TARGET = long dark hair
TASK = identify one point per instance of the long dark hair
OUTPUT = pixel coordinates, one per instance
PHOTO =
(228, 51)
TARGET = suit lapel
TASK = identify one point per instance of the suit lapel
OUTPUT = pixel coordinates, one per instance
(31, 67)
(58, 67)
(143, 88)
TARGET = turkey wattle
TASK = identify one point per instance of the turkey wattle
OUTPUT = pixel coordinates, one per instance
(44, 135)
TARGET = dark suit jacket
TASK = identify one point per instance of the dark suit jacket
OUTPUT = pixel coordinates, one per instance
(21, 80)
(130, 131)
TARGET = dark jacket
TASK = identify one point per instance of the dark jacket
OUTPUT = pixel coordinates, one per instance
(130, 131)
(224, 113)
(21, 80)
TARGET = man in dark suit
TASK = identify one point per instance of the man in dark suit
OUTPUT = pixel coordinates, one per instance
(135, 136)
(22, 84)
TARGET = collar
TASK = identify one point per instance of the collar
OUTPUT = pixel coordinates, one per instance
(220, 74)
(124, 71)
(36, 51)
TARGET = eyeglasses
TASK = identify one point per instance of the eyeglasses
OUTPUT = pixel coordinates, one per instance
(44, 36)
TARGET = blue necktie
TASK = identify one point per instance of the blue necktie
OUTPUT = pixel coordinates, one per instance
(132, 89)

---

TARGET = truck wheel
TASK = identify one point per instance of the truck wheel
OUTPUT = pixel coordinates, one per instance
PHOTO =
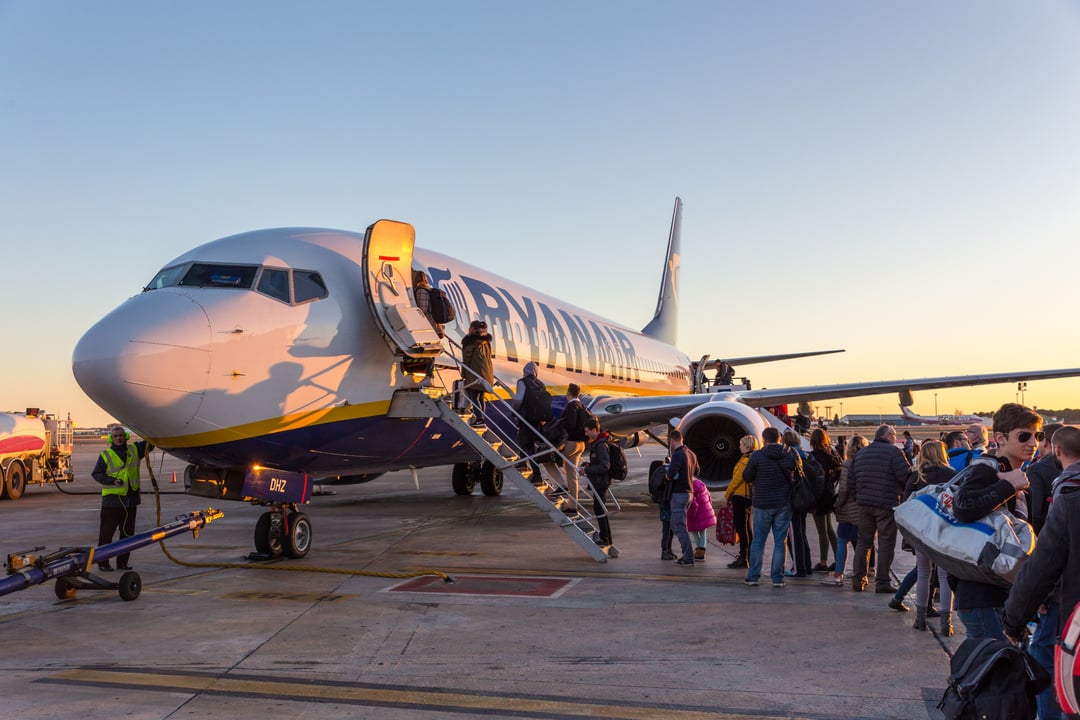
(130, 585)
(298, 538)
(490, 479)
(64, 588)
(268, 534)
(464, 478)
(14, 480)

--

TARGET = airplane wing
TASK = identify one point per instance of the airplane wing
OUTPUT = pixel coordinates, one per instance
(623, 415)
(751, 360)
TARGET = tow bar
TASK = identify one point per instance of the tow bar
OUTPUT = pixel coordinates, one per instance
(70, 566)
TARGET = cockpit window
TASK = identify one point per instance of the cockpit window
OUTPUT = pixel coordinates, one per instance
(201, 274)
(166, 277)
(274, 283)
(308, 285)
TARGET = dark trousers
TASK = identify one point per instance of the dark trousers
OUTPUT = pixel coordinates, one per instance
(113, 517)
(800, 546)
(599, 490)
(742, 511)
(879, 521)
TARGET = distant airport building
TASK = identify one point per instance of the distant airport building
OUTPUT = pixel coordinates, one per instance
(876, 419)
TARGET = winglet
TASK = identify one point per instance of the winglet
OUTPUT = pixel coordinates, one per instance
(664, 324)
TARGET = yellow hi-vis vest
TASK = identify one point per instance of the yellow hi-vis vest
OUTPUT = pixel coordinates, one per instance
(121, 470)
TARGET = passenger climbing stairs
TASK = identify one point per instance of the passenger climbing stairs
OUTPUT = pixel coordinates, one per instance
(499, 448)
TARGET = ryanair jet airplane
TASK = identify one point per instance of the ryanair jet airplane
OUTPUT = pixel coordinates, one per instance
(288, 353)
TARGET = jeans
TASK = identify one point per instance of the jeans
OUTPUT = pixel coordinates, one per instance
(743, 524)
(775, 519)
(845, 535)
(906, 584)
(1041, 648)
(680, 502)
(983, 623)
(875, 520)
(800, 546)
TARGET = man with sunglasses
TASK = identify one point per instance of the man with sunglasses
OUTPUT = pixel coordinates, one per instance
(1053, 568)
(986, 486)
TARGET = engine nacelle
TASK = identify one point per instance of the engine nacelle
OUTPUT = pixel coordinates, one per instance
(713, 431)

## [WRITTEN REQUEST]
Which lines in the records above contain the word "eyeglasses"? Pick out each one and copy it in full.

## [OUTPUT OF THE TASK]
TARGET = eyeglasses
TASK = identify one point per instance of the eyeglasses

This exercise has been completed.